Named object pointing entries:
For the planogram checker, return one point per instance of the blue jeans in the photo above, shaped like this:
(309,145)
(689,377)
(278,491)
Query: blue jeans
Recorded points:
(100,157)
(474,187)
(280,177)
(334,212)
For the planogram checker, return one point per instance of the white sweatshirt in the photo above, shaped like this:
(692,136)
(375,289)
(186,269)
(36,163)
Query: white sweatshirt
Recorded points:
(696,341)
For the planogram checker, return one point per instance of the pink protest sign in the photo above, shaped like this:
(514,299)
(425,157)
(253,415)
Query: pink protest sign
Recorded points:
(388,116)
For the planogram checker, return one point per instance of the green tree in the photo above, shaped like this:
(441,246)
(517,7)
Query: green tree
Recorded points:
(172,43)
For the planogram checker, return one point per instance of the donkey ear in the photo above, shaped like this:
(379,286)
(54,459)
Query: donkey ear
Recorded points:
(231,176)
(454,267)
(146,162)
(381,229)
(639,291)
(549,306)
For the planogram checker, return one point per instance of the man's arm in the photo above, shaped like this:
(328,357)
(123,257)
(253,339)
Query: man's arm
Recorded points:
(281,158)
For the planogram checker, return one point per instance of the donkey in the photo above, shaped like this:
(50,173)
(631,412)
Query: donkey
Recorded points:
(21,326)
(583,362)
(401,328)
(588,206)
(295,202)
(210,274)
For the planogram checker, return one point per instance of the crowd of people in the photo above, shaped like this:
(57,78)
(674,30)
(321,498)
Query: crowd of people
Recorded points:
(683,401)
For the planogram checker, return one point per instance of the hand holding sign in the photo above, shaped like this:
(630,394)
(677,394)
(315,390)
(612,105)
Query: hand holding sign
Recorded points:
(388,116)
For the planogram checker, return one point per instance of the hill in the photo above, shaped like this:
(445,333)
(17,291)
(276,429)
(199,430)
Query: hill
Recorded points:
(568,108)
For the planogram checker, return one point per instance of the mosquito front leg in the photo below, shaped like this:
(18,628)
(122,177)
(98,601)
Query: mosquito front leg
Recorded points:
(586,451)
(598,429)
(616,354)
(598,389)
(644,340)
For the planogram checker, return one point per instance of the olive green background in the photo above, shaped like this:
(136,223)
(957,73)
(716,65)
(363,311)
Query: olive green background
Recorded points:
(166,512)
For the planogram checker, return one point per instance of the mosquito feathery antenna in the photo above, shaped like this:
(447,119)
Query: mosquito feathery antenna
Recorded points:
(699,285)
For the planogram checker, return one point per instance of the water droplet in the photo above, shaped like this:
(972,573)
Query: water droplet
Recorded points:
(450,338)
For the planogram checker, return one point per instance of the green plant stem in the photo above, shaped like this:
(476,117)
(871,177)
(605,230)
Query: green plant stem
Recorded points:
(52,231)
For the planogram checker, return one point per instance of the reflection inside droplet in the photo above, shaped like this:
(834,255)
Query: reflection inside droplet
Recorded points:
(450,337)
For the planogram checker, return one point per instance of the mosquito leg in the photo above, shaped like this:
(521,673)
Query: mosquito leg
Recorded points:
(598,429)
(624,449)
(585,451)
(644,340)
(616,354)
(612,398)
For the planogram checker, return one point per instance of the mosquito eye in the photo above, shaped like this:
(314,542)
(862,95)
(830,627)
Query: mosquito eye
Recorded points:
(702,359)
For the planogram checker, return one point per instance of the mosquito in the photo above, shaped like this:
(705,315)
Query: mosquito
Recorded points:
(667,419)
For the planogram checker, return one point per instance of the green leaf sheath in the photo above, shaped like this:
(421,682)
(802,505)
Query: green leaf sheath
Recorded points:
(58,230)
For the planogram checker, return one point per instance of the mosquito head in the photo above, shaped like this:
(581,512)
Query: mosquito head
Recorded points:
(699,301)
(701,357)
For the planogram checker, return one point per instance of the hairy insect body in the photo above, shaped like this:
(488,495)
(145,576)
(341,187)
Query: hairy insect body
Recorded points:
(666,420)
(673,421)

> [Task directions] Extract the whole listing, character for character.

> [Expected output]
For the planogram checker, return one point per instance of the blue jeans in the photo above, shaped like this:
(309,145)
(689,377)
(278,491)
Query: blue jeans
Recorded points:
(100,157)
(474,187)
(280,177)
(334,212)
For the planogram checker, return one point per instance of the white sweatshirt in the photo above, shaped like this:
(692,136)
(375,289)
(186,269)
(36,163)
Query: white sweatshirt
Recorded points:
(696,341)
For the planogram checker, return one point per instance of the pink protest sign in the photo above, shaped like this:
(514,299)
(425,157)
(253,415)
Query: pink protest sign
Recorded points:
(388,116)
For the planogram checker, return one point per instance of the green tree in the photo above, shaped like this:
(441,246)
(517,7)
Query: green tree
Recorded points:
(172,43)
For the planogram checker, return one point per instance of the donkey ear in the photo above, shaped like this:
(379,286)
(54,459)
Query: donkey ear
Recorded points:
(231,176)
(454,267)
(146,162)
(381,229)
(639,291)
(549,306)
For the planogram checker, return one point per instance of the man's arm in the photo above, shaped like this:
(328,357)
(123,257)
(253,339)
Query: man's arm
Recorded points:
(281,158)
For the planogram checker, return one point per instance of the donkey in the photo above, shaped like this:
(50,173)
(631,412)
Query: donkey
Recorded points:
(21,326)
(583,362)
(401,328)
(588,206)
(295,202)
(210,274)
For the planogram checker, return one point per instance of the crowd of people in the photo above, shaped like this:
(57,78)
(674,30)
(321,498)
Query: crowd of people
Recorded points:
(683,401)
For the planogram checker, return one point per instance of the hand holding sign in the photo above, shaped like this:
(630,394)
(677,394)
(315,390)
(612,105)
Query: hand holding sign
Recorded points:
(388,116)
For the planogram checker, return one point per instance of the hill in the photo above, shaped like this:
(445,333)
(17,291)
(276,429)
(199,430)
Query: hill
Recorded points:
(568,108)
For the planogram checker, return one point per instance of the mosquito front leg in the photo below, shaped like this:
(18,628)
(122,177)
(98,601)
Query: mosquito front leg
Recorded points:
(586,451)
(598,429)
(616,354)
(598,389)
(644,340)
For the planogram checker, return one point per instance of the olive green background in the photo above, shaped like this:
(136,223)
(957,73)
(716,65)
(363,311)
Query: olive green background
Recorded points:
(166,512)
For the planogram checker, return one point per instance of the mosquito feathery antenna in the photo above, shaped like this:
(447,119)
Query: mosquito feathery antenna
Recorded points:
(699,285)
For the planogram checker, return one point per instance of the water droplet in the photo above, shaped like this:
(972,573)
Query: water droplet
Recorded points:
(450,338)
For the planogram checker, return one point per instance of the green plant stem in the photo above, shaped like this:
(476,117)
(871,177)
(605,230)
Query: green plant stem
Recorded points:
(52,231)
For the planogram checker, return one point per instance of the reflection inside droplet in the photo above, shaped like this:
(834,255)
Query: reflection inside droplet
Recorded points:
(450,337)
For the planogram checker, return one point per instance of the mosquito leg in the photo above, shaped like this:
(521,673)
Query: mosquito leg
Recorded points:
(598,429)
(624,449)
(585,451)
(644,340)
(616,354)
(612,398)
For the planogram checker, return one point per instance of the mosquito eye in the photo above, shaped like this:
(314,542)
(862,95)
(830,627)
Query: mosquito eye
Recorded points:
(702,359)
For the planogram checker, return one point per instance of the mosquito in the photo above, shaped like this:
(705,315)
Query: mosquito
Recorded points:
(667,419)
For the planogram checker, return one point per instance of the green leaf sheath in the photo above, shaped like this:
(421,682)
(802,505)
Query: green leaf sheath
Recorded points:
(58,230)
For the planogram checker, return one point per instance of the mosquito head in the photo above, shaped like this:
(581,512)
Query: mosquito head
Recorded points:
(699,301)
(701,357)
For the planogram checker, return one point per instance of the hairy insect body in the photo above, shaped like this:
(488,495)
(145,576)
(341,187)
Query: hairy insect body
Recorded points:
(666,420)
(673,421)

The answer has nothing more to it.